- WHAT YOU NEED TO DO
Retype the records below exactly as they stand, omitting the pictures.

GIVEN ENTRIES section start

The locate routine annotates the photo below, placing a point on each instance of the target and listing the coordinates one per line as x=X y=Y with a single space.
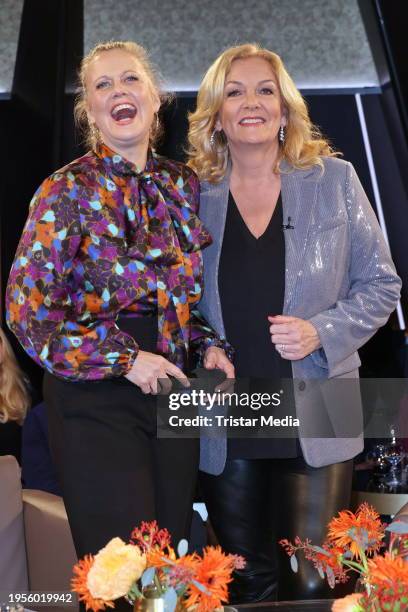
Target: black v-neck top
x=251 y=282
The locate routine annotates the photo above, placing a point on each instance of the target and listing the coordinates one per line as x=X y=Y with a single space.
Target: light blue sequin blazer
x=339 y=275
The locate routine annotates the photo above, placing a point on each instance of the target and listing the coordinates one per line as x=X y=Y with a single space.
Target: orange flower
x=213 y=572
x=348 y=604
x=80 y=586
x=159 y=558
x=362 y=531
x=388 y=571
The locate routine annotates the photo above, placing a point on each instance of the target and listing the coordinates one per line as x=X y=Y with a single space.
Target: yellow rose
x=116 y=567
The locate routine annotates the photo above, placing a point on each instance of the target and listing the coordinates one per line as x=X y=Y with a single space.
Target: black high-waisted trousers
x=114 y=472
x=255 y=503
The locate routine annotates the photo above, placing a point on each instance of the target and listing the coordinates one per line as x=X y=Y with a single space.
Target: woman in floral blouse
x=102 y=294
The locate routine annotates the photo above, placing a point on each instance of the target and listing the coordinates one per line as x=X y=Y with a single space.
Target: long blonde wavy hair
x=91 y=135
x=14 y=397
x=304 y=144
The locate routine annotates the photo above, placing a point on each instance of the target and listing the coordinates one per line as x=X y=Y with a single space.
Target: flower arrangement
x=149 y=563
x=353 y=543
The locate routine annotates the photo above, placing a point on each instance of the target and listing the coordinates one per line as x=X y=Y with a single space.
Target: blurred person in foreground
x=297 y=279
x=14 y=400
x=101 y=294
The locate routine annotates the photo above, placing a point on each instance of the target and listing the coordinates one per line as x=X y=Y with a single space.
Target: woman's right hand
x=149 y=368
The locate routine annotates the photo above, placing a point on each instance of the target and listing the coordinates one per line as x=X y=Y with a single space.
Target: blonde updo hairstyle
x=14 y=397
x=304 y=144
x=91 y=135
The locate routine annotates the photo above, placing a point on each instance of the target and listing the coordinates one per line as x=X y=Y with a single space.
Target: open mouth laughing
x=123 y=113
x=251 y=121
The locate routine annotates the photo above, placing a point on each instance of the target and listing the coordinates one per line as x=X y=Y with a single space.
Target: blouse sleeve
x=39 y=304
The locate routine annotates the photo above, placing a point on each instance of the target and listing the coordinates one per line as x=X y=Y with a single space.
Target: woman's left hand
x=293 y=338
x=215 y=357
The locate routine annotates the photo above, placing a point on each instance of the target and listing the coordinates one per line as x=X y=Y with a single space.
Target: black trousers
x=114 y=471
x=255 y=503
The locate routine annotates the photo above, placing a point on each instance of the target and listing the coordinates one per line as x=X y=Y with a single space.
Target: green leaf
x=182 y=548
x=170 y=600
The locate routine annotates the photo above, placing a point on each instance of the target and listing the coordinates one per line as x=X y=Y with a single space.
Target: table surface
x=318 y=605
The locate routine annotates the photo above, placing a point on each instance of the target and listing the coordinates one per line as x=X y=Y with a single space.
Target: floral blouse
x=102 y=239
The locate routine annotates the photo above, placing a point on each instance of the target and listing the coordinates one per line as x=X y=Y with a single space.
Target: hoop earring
x=282 y=135
x=212 y=137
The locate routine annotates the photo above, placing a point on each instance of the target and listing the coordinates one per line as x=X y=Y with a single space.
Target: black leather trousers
x=256 y=502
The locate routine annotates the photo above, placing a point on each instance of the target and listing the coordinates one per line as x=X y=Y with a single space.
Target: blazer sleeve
x=374 y=286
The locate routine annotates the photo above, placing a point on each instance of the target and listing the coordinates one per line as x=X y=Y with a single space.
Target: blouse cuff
x=218 y=342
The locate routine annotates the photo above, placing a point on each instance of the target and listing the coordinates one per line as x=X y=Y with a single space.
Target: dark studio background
x=38 y=136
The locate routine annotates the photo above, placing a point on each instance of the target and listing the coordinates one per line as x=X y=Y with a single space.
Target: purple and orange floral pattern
x=102 y=239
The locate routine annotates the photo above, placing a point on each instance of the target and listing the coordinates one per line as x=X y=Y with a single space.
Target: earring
x=281 y=134
x=212 y=138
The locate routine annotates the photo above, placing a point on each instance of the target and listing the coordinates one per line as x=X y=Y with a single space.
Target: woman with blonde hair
x=298 y=278
x=102 y=294
x=14 y=400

GIVEN ENTRIES section end

- ANSWER FOR THE TASK
The locate routine annotates the photo below, placing a point on each instance of the target and listing the coordinates one per line as x=X y=Y with a single space.
Target: black v-neck top
x=251 y=282
The locate routine annotates the photo above, placing a point on each instance of the target and listing the coordinates one per line as x=X y=Y with a single space.
Target: light blue sequin blazer
x=339 y=275
The locate routine annotates the photo above, placing a point on each instance of the target and listing the coordinates one per line as x=X y=Y with a single space.
Target: orange flower
x=213 y=572
x=348 y=604
x=80 y=586
x=159 y=558
x=362 y=531
x=388 y=571
The locate routine annotates the photo above, placing a point on each instance of the target and listing the coordinates one per line as x=X y=Y with a single space.
Target: yellow rose
x=116 y=567
The locate routine annotates the photo above, placing a point on each instance of the target and listing the coordinates one per line as x=X y=Y with a single space.
Target: black high-waisted trousers
x=114 y=472
x=255 y=503
The locate routine annotates the photo above, placing a point on each instance of the target and listing the coordinates one per line as x=X y=Y with a single space.
Target: woman in floral blouse
x=102 y=294
The locate routine annotates the photo above, placing a point on each instance of the target and listing the coordinates one per line as x=X y=Y with a single space.
Target: long blonde wavy hair
x=91 y=135
x=14 y=397
x=304 y=144
The locate routine annotates the photo above, placing a point on each instance of the target and listing the coordinates one per line as x=X y=Y with a single space.
Target: flower arrangement
x=149 y=563
x=353 y=543
The locate routine annotates the photo above, placing a point on each instance of the target and listing the coordinates one per line as x=X y=Y with a single space.
Target: blurred person in foreground
x=297 y=279
x=14 y=400
x=101 y=294
The locate routine annotates the photo above, placing a point on each instance of the target and listing the coordinates one per line as x=X y=Y with a single space.
Target: woman's right hand
x=149 y=368
The locate routine annotates the photo above, placing a point on each instance of the target and listing the coordinates one per line as x=X y=Y with a single space.
Target: blonde updo hairstyle
x=14 y=397
x=304 y=144
x=91 y=135
The locate routine annotates the photo above, placing a point on each instance of the target and listing the coordinates one per line as x=X y=Y with a single space.
Target: open mouth laughing
x=123 y=113
x=251 y=121
The locate routine annotates the photo above, placing a point on each instance of the target and listing the coordinates one per line as x=X y=Y with a single space.
Target: blouse sleeve
x=39 y=304
The locate routine annotates the photo above, placing a point on each instance of the target and listing the coordinates one per line as x=X y=Y with a single space.
Target: woman's left hand
x=293 y=338
x=215 y=357
The locate routine annotates the photo above, placing a point on each instance of the target and listing the coordinates one per line as x=X y=Y with a single space.
Target: black trousers
x=114 y=471
x=255 y=503
The locate routine annotates the photo above, placing a point on each instance of the target and listing the coordinates one per line as x=X y=Y with a single space.
Target: green leaf
x=182 y=548
x=170 y=600
The locate routine annotates the photo above, placing a point on each instance of the target and listing the coordinates one per line as x=X y=Y with a single space.
Target: table surface
x=318 y=605
The locate routine annotates the photo above, placing a point on each instance of the target and listing the coordinates one per line as x=X y=Y with a single space.
Target: floral blouse
x=102 y=239
The locate routine annotates the photo above, placing a point on each instance of the target and listing the coordinates one per line as x=X y=Y with a single space.
Target: hoop earring
x=282 y=135
x=212 y=137
The locate routine annotates the photo above, placing a point on each instance of the target and listing the coordinates one per line as x=X y=Y with a single space.
Target: black leather trousers
x=256 y=502
The locate routine annotates the photo above, placing a point on each instance of the target and listing the coordinates one per line as x=X y=Y with a single space.
Target: blazer sleeve
x=374 y=286
The locate routine annotates the photo above, placing a point on each instance of the target and listing the coordinates one per line as x=X y=Y with a single space.
Target: blouse cuff
x=218 y=342
The locate routine annotates the photo above, placing a point on each instance of the target and listing the coordinates one per line as x=X y=Y with a single space.
Target: dark studio background
x=38 y=136
The locate routine annotates the photo above, placing a point on each instance of the target and listing the coordinates one per line as x=X y=Y with a single space.
Target: purple and orange floral pattern
x=102 y=239
The locate routine annotates the photo above, placing a point on each instance of the target and listing the coordinates one per line as x=X y=Y with a single space.
Target: earring
x=281 y=134
x=212 y=138
The locate routine annotates the photo above, placing a point on each instance of the target and listing the coordinates one per line as x=X y=Y with a single space.
Target: woman with blonde hair
x=298 y=278
x=102 y=294
x=14 y=400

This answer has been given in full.